BRIEF A: Pick out every line of the records that contains the word "tree", and copy each of those lines.

EXCERPTED TEXT:
▼▼▼
Working Effectively with Legacy Code

Michael C. Feathers

Notes by Jeremy W. Sherman, 14 Oct 2013.

Chapter 11: I need to make a change. What methods should I test?

Use effect sketches to figure out where to target your characterization tests prior to making changes. Big fan-in means a big bang for your test-writing buck.

  • Prior to changing, write characterization tests to pin down existing behavior.
    • Characterization test: A test that characterizes the actual behavior of a piece of code (186).
  • Not necessarily sufficient to test just the methods we plan to change directly.
    • Chase down effects (ripples).
    • This chapter is about techniques for doing so.

Effect Sketch

  • Bubbles with “what can change”, “directed arrow”, “what gets changed as a side effect”.
  • Limiting the scope and complexity of effect sketches (locality) is a hallmark of good code.
  • Focus on what we’re worried might change, then work backward to figure out what all affects the code we’re focused on.

Reasoning Forward

  • Work forward from our code. What breaks if we change the code wrong? This is how we will sense, and test for, unwanted change.
  • Use this to write characterization tests.
  • Still just drawing the same sketches! Sketching is mondo useful.
  • Note: Don’t forget to look at sub- and superclasses of the code you’re going to hack on for even more side effect zaniness.

Effect Propagation

  • Obvious: Return values
  • Less obvious: Byref arguments that get mutated in-place.
  • Even less obvious: Messing with global/static/common data.

Tools

  • Know your language! Where do effects stop? (const keyword, sealed, private vs. protected vs. package vs. public)
  • This is really our main tool. [Ed.: You might also consider using Graphviz for generating your effect diagrams. Complicated ones can be a pain to lay out by hand, while a graph layout algorithm can handle complicated graphs like a champ.]

Learning from Effect Analysis

  • Ideally, your code base has its own internal logic that limits the ways effects spread. This lets you spend less time hunting for the crazy.
  • Most such rules are of the “yeah, but that would be stupid, so no-one does that” variety, not anything formal.
▲▲▲
(Dataset entries)
▼▼▼
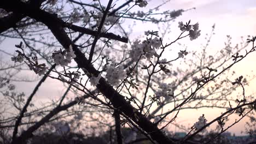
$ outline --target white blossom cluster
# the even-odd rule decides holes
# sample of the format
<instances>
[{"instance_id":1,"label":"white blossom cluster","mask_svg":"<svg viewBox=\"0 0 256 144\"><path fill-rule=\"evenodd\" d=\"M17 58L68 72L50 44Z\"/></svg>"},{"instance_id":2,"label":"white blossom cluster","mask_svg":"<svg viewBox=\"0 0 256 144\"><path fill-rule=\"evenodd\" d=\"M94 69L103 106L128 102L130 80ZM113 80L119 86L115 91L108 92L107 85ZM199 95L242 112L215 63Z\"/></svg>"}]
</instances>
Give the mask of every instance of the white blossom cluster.
<instances>
[{"instance_id":1,"label":"white blossom cluster","mask_svg":"<svg viewBox=\"0 0 256 144\"><path fill-rule=\"evenodd\" d=\"M161 41L157 37L142 43L141 43L140 40L136 40L131 45L131 50L130 50L129 53L130 57L131 58L132 61L137 61L143 55L142 58L147 58L148 61L150 61L153 56L159 56L154 49L159 49L161 45Z\"/></svg>"},{"instance_id":2,"label":"white blossom cluster","mask_svg":"<svg viewBox=\"0 0 256 144\"><path fill-rule=\"evenodd\" d=\"M200 116L198 118L198 122L196 122L194 126L196 128L196 130L199 130L203 127L206 124L207 120L205 119L204 115L202 115L202 116ZM202 133L203 133L205 131L205 129L201 131Z\"/></svg>"},{"instance_id":3,"label":"white blossom cluster","mask_svg":"<svg viewBox=\"0 0 256 144\"><path fill-rule=\"evenodd\" d=\"M106 78L108 82L113 86L116 86L119 83L120 80L123 80L126 76L126 73L124 70L123 66L115 68L114 64L112 64L108 67Z\"/></svg>"},{"instance_id":4,"label":"white blossom cluster","mask_svg":"<svg viewBox=\"0 0 256 144\"><path fill-rule=\"evenodd\" d=\"M179 22L178 23L178 27L181 31L186 31L189 32L189 37L190 38L190 40L196 39L201 35L201 31L199 30L199 24L198 23L196 23L194 25L184 25L183 22Z\"/></svg>"},{"instance_id":5,"label":"white blossom cluster","mask_svg":"<svg viewBox=\"0 0 256 144\"><path fill-rule=\"evenodd\" d=\"M130 142L136 140L137 138L137 133L136 131L132 131L129 134L129 135L126 137L124 140L124 142L125 143L129 143Z\"/></svg>"},{"instance_id":6,"label":"white blossom cluster","mask_svg":"<svg viewBox=\"0 0 256 144\"><path fill-rule=\"evenodd\" d=\"M137 4L139 7L146 7L148 4L148 2L144 0L137 0L135 1L135 4Z\"/></svg>"},{"instance_id":7,"label":"white blossom cluster","mask_svg":"<svg viewBox=\"0 0 256 144\"><path fill-rule=\"evenodd\" d=\"M186 51L186 50L184 51L179 51L180 52L178 52L178 54L179 55L179 58L184 58L184 55L187 56L187 55L188 54L188 52Z\"/></svg>"},{"instance_id":8,"label":"white blossom cluster","mask_svg":"<svg viewBox=\"0 0 256 144\"><path fill-rule=\"evenodd\" d=\"M63 52L57 51L53 53L52 56L56 64L60 64L61 67L67 66L69 63L71 63L71 59L75 57L71 45L68 51L65 50Z\"/></svg>"},{"instance_id":9,"label":"white blossom cluster","mask_svg":"<svg viewBox=\"0 0 256 144\"><path fill-rule=\"evenodd\" d=\"M67 134L70 131L70 127L68 123L61 121L53 124L55 129L55 134L57 135L63 135Z\"/></svg>"},{"instance_id":10,"label":"white blossom cluster","mask_svg":"<svg viewBox=\"0 0 256 144\"><path fill-rule=\"evenodd\" d=\"M157 97L163 97L165 99L168 100L173 95L173 91L171 84L166 83L162 83L159 85L159 89L155 92L155 95Z\"/></svg>"},{"instance_id":11,"label":"white blossom cluster","mask_svg":"<svg viewBox=\"0 0 256 144\"><path fill-rule=\"evenodd\" d=\"M89 82L91 83L91 86L96 86L97 85L98 85L98 81L100 81L101 77L101 76L99 74L97 77L92 76L91 78L90 78Z\"/></svg>"},{"instance_id":12,"label":"white blossom cluster","mask_svg":"<svg viewBox=\"0 0 256 144\"><path fill-rule=\"evenodd\" d=\"M95 18L97 19L97 22L96 25L97 27L100 26L100 25L101 22L101 20L102 19L103 14L102 13L98 13L98 15L96 16L95 16ZM105 26L112 26L115 23L118 22L118 17L116 16L107 16L105 18L105 21L104 21L104 25ZM102 32L104 32L107 29L106 28L105 26L103 25L101 29Z\"/></svg>"},{"instance_id":13,"label":"white blossom cluster","mask_svg":"<svg viewBox=\"0 0 256 144\"><path fill-rule=\"evenodd\" d=\"M8 14L4 9L0 9L0 18L4 17Z\"/></svg>"},{"instance_id":14,"label":"white blossom cluster","mask_svg":"<svg viewBox=\"0 0 256 144\"><path fill-rule=\"evenodd\" d=\"M77 10L75 10L71 15L70 17L70 20L71 21L71 22L74 23L78 22L80 20L79 18L80 16L81 15L80 13Z\"/></svg>"}]
</instances>

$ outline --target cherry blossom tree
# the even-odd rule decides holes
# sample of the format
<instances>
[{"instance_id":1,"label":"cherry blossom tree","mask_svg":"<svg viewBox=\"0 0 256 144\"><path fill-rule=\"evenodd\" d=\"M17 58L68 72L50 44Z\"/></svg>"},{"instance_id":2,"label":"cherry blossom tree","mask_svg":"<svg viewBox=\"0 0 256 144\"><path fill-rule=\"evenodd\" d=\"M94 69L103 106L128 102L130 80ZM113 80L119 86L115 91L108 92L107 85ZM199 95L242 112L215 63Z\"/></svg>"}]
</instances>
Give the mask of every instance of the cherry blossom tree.
<instances>
[{"instance_id":1,"label":"cherry blossom tree","mask_svg":"<svg viewBox=\"0 0 256 144\"><path fill-rule=\"evenodd\" d=\"M138 134L152 143L203 143L246 117L251 121L247 130L255 135L256 101L246 89L247 80L254 76L236 77L230 69L253 55L256 37L248 36L241 46L233 46L228 35L225 47L211 53L207 50L214 25L200 51L185 46L168 56L181 39L202 37L200 22L174 21L194 8L161 11L169 1L155 2L157 5L148 10L151 2L145 0L1 2L0 43L19 40L10 46L15 55L1 50L11 61L0 70L4 143L25 143L44 133L65 137L73 131L89 137L107 131L112 136L113 129L115 136L107 140L110 143L114 139L117 143L138 141ZM136 26L127 24L131 20L159 29L133 38ZM170 40L166 37L172 23L177 23L179 34ZM24 71L37 79L17 76ZM60 99L39 105L35 95L49 79L62 82L66 91ZM26 95L15 91L15 81L38 83ZM75 96L70 98L71 93ZM189 129L176 121L182 111L209 107L223 112L211 120L202 113ZM233 115L238 119L230 119ZM214 124L217 128L210 139L195 138ZM171 125L187 135L174 137ZM123 135L123 127L130 128L129 135Z\"/></svg>"}]
</instances>

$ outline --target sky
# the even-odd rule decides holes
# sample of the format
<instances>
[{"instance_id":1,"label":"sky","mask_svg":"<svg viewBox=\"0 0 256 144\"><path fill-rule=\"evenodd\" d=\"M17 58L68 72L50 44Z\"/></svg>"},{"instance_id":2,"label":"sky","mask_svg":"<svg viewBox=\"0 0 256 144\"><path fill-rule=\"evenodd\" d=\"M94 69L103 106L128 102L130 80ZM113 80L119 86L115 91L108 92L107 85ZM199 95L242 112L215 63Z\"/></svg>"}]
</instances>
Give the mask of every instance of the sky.
<instances>
[{"instance_id":1,"label":"sky","mask_svg":"<svg viewBox=\"0 0 256 144\"><path fill-rule=\"evenodd\" d=\"M104 2L104 1L102 1ZM105 0L106 1L106 0ZM152 8L160 1L152 0L148 1L148 8ZM226 35L230 35L233 38L234 43L240 43L240 37L246 37L247 35L256 35L256 1L253 0L173 0L165 4L162 7L162 10L177 10L179 9L187 9L196 8L195 10L191 10L184 13L183 15L177 19L171 27L172 33L170 38L177 34L176 30L178 28L178 22L187 22L191 20L192 23L199 22L200 29L201 30L201 37L194 41L185 40L184 43L188 43L188 45L191 47L199 47L200 44L204 43L205 40L203 35L206 33L209 33L211 31L211 27L216 23L216 35L213 37L210 43L210 49L220 50L224 46L224 41ZM139 8L135 8L139 9ZM139 35L143 35L144 32L154 28L154 27L144 26L142 22L137 22L137 25L133 29L134 37L135 38ZM173 29L173 30L172 30ZM7 41L5 45L11 45L12 41ZM13 46L11 46L13 47ZM4 49L0 47L0 49ZM244 61L240 63L234 69L241 75L245 75L248 71L256 70L255 65L255 57L253 56L246 58ZM33 77L34 76L31 76ZM34 83L33 82L24 83L18 82L17 90L25 92L27 95L29 95L32 91ZM60 82L56 82L55 80L48 79L40 87L38 93L36 94L37 100L43 101L45 99L53 98L59 98L59 96L65 92L65 88L63 88ZM248 87L249 92L254 93L256 89L254 87L256 81L253 80L250 87ZM56 88L53 89L53 87ZM51 89L51 91L49 89ZM55 95L55 96L53 96ZM74 95L69 95L70 97ZM218 109L207 109L204 110L191 110L186 112L181 112L179 117L177 119L178 122L183 122L193 125L193 122L196 122L198 117L205 112L206 118L213 119L214 117L219 115L222 111ZM191 115L188 115L191 113ZM211 115L207 114L211 113ZM193 115L193 116L192 116ZM243 121L231 128L230 131L234 133L236 135L240 135L241 130L242 130L243 124L248 119Z\"/></svg>"}]
</instances>

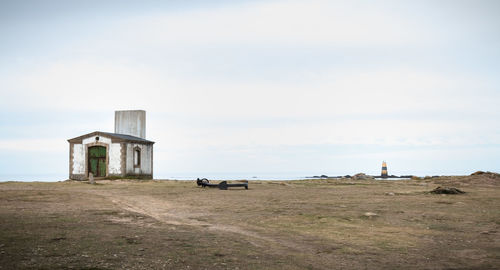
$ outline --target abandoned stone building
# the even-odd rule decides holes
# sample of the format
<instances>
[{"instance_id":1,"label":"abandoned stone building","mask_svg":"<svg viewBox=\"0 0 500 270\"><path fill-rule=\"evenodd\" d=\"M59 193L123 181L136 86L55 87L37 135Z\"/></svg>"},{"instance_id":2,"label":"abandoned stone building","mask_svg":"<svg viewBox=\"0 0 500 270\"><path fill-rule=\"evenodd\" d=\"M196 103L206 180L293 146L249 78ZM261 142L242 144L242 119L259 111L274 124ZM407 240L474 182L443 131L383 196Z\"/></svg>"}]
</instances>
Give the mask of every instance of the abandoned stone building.
<instances>
[{"instance_id":1,"label":"abandoned stone building","mask_svg":"<svg viewBox=\"0 0 500 270\"><path fill-rule=\"evenodd\" d=\"M146 140L146 112L115 111L115 132L69 139L69 178L153 178L153 144Z\"/></svg>"}]
</instances>

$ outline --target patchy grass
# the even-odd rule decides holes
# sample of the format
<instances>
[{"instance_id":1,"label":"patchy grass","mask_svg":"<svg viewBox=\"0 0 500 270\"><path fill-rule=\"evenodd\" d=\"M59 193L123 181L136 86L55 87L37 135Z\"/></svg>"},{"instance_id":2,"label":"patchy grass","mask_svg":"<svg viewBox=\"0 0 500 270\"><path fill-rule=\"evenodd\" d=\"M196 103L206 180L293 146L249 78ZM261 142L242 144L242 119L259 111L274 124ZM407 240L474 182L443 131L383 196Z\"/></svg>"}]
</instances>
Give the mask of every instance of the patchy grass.
<instances>
[{"instance_id":1,"label":"patchy grass","mask_svg":"<svg viewBox=\"0 0 500 270\"><path fill-rule=\"evenodd\" d=\"M495 269L500 185L486 177L0 183L0 266Z\"/></svg>"}]
</instances>

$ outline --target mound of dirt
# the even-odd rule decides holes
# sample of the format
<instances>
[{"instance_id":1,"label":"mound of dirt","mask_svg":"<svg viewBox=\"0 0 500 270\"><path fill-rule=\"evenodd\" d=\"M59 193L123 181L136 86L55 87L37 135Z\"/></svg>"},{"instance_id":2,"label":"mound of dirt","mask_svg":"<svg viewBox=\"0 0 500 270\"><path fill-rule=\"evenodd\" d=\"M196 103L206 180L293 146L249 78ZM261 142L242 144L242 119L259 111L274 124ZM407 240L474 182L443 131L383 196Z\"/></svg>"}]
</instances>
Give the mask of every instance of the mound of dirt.
<instances>
[{"instance_id":1,"label":"mound of dirt","mask_svg":"<svg viewBox=\"0 0 500 270\"><path fill-rule=\"evenodd\" d=\"M351 179L353 179L353 180L374 180L375 178L373 178L370 175L366 175L364 173L358 173L358 174L355 174L354 176L352 176Z\"/></svg>"},{"instance_id":2,"label":"mound of dirt","mask_svg":"<svg viewBox=\"0 0 500 270\"><path fill-rule=\"evenodd\" d=\"M464 194L465 191L461 191L458 188L453 187L437 187L434 190L431 190L432 194Z\"/></svg>"},{"instance_id":3,"label":"mound of dirt","mask_svg":"<svg viewBox=\"0 0 500 270\"><path fill-rule=\"evenodd\" d=\"M471 176L475 176L475 175L481 175L481 176L486 176L486 177L490 177L490 178L500 178L500 174L494 173L494 172L477 171L477 172L471 174Z\"/></svg>"}]
</instances>

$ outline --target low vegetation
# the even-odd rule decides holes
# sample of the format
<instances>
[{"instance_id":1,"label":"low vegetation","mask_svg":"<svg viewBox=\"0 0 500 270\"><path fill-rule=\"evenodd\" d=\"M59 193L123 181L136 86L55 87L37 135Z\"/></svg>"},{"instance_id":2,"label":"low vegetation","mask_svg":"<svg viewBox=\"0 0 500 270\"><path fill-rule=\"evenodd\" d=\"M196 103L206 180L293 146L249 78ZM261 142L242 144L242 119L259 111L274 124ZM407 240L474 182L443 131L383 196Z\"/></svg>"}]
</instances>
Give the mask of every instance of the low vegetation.
<instances>
[{"instance_id":1,"label":"low vegetation","mask_svg":"<svg viewBox=\"0 0 500 270\"><path fill-rule=\"evenodd\" d=\"M0 269L498 269L500 177L0 183ZM441 187L464 194L432 194Z\"/></svg>"}]
</instances>

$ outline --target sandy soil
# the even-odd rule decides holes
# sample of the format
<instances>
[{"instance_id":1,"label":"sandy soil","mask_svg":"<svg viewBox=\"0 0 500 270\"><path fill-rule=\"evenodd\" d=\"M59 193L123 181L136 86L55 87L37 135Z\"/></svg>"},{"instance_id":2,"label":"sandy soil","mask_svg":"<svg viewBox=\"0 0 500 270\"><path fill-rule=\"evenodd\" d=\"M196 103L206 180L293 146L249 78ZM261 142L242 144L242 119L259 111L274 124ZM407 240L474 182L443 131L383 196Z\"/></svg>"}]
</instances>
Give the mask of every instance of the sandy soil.
<instances>
[{"instance_id":1,"label":"sandy soil","mask_svg":"<svg viewBox=\"0 0 500 270\"><path fill-rule=\"evenodd\" d=\"M0 183L0 269L500 268L497 175L249 186Z\"/></svg>"}]
</instances>

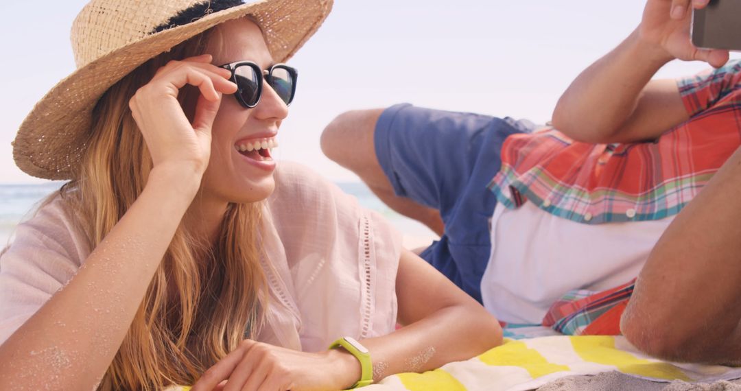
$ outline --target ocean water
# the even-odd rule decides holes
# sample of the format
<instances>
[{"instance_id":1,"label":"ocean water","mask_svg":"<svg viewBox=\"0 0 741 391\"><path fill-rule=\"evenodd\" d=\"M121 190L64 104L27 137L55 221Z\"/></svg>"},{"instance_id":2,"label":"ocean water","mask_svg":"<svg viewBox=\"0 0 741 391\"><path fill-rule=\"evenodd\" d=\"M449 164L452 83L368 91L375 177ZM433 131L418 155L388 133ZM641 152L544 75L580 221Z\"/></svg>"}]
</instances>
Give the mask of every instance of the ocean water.
<instances>
[{"instance_id":1,"label":"ocean water","mask_svg":"<svg viewBox=\"0 0 741 391\"><path fill-rule=\"evenodd\" d=\"M27 218L45 196L64 184L52 181L43 184L0 184L0 248L12 241L19 222ZM364 207L384 216L404 235L409 248L429 244L436 235L423 224L396 213L381 201L365 184L359 182L337 183L343 191L357 198Z\"/></svg>"}]
</instances>

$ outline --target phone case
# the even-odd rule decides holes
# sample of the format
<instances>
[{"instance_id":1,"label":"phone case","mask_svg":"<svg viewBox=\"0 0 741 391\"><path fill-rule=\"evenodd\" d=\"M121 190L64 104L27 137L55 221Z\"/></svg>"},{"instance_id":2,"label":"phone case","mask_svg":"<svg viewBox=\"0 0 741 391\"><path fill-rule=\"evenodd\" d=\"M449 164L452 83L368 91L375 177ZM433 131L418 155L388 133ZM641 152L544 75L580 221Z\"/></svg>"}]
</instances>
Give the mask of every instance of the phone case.
<instances>
[{"instance_id":1,"label":"phone case","mask_svg":"<svg viewBox=\"0 0 741 391\"><path fill-rule=\"evenodd\" d=\"M711 0L694 10L691 36L697 47L741 50L741 0Z\"/></svg>"}]
</instances>

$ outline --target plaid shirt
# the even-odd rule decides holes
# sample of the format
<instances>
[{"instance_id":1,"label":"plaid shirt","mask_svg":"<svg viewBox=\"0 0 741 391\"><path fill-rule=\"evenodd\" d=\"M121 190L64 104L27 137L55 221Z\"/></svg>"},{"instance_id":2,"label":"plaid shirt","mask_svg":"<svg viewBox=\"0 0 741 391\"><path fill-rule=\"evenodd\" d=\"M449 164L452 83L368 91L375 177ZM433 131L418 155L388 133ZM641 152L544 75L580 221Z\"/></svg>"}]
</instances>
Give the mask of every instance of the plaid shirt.
<instances>
[{"instance_id":1,"label":"plaid shirt","mask_svg":"<svg viewBox=\"0 0 741 391\"><path fill-rule=\"evenodd\" d=\"M741 145L741 60L677 81L690 119L652 142L594 144L553 128L509 136L489 184L499 203L525 201L585 224L676 215Z\"/></svg>"}]
</instances>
▲▲▲
BRIEF B: Output a passage of the legacy-code notes word for word. Begin at the words "Working Effectively with" and stop after "your test-writing buck.".

RESPONSE A:
$ outline --target cherry blossom tree
[{"instance_id":1,"label":"cherry blossom tree","mask_svg":"<svg viewBox=\"0 0 256 144\"><path fill-rule=\"evenodd\" d=\"M17 58L68 72L50 44Z\"/></svg>"},{"instance_id":2,"label":"cherry blossom tree","mask_svg":"<svg viewBox=\"0 0 256 144\"><path fill-rule=\"evenodd\" d=\"M94 69L103 106L128 102L130 80ZM113 80L119 86L115 91L108 92L107 85ZM199 95L242 112L215 63Z\"/></svg>"}]
Give the mask of every instance of the cherry blossom tree.
[{"instance_id":1,"label":"cherry blossom tree","mask_svg":"<svg viewBox=\"0 0 256 144\"><path fill-rule=\"evenodd\" d=\"M138 134L152 143L203 143L246 117L251 121L247 130L255 135L256 101L246 89L247 80L254 76L236 77L230 69L253 55L256 37L248 36L241 46L233 46L228 35L225 47L211 53L207 50L214 25L200 51L185 46L168 56L181 39L202 37L200 22L174 21L194 8L161 11L169 1L155 2L157 5L148 10L151 2L145 0L1 2L0 43L19 40L10 46L15 55L1 50L11 61L0 70L4 143L25 143L44 133L65 137L73 131L89 137L107 131L112 136L113 129L115 136L107 140L110 143L114 139L117 143L138 141ZM136 26L127 24L131 20L159 29L133 38ZM170 40L166 37L172 23L177 23L179 34ZM24 71L37 79L17 76ZM60 99L39 105L35 95L49 79L62 82L66 91ZM26 95L15 91L15 81L38 83ZM75 96L70 98L71 93ZM189 129L176 121L182 111L209 107L223 112L211 120L202 113ZM233 115L238 119L230 119ZM214 124L217 128L210 139L195 138ZM171 125L187 135L174 137ZM123 135L123 127L130 128L129 135Z\"/></svg>"}]

RESPONSE B:
Working Effectively with Legacy Code

Michael C. Feathers

Notes by Jeremy W. Sherman, 14 Oct 2013.

Chapter 11: I need to make a change. What methods should I test?

Use effect sketches to figure out where to target your characterization tests prior to making changes. Big fan-in means a big bang for your test-writing buck.